Prompt: Reproduce verbatim the stretch of lines from the one containing "in white coat" through the one containing "[[369, 232]]", both included, and nothing else.

Listed entries:

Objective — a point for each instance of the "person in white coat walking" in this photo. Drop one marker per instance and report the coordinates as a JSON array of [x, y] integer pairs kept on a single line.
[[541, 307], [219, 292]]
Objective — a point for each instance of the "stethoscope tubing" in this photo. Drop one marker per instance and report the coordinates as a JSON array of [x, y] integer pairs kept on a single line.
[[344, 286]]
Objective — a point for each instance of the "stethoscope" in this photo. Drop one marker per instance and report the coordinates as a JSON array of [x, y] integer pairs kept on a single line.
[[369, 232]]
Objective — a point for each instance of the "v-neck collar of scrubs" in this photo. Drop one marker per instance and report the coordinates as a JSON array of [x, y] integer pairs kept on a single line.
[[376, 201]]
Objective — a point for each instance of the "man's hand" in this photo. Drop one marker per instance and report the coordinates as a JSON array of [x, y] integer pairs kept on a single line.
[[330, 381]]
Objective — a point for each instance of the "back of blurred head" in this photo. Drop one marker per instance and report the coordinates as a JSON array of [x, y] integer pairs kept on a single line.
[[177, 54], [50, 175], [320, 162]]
--
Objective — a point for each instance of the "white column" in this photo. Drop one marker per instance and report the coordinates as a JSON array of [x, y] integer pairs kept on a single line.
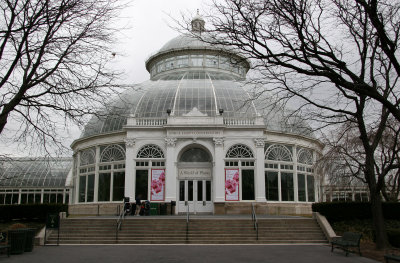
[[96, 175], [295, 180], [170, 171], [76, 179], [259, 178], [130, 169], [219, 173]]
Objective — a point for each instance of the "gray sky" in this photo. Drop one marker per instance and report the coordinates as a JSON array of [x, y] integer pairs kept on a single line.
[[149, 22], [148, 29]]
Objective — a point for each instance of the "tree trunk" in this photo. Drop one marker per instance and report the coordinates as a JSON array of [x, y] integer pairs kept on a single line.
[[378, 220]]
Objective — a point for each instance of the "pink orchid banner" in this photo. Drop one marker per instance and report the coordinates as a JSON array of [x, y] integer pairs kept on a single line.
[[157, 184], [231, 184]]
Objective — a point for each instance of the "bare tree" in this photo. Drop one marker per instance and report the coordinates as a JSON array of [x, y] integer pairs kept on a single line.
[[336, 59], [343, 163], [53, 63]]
---
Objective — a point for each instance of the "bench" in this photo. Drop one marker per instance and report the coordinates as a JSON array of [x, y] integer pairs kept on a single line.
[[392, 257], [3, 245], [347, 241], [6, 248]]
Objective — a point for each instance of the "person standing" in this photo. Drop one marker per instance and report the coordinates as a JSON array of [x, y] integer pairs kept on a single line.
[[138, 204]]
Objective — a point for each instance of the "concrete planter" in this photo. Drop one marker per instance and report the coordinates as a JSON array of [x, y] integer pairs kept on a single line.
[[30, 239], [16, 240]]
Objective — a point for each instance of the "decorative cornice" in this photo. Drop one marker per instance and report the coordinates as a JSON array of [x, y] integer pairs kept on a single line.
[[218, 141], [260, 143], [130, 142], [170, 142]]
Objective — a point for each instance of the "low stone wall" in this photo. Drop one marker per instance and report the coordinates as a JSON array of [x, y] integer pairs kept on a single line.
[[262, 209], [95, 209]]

Exercise result:
Objective — a point for each instance of the "person in white coat walking" in this photo. Drop one marker per instance and report the coordinates as a JSON array of [x, y] integer pairs kept on a single line.
[[541, 307], [219, 292]]
Objective — a point for each instance of the "stethoscope tubing" in this photo. Drop one marker per instance and report the coordinates as a JSON array of [x, y] integer pairs kept on a single line.
[[344, 286]]
Objective — a point for each instance of the "stethoscope" in this photo. Drop one marker per instance and report the coordinates as a JSON array of [x, y] integer pairs kept on a single line.
[[369, 232]]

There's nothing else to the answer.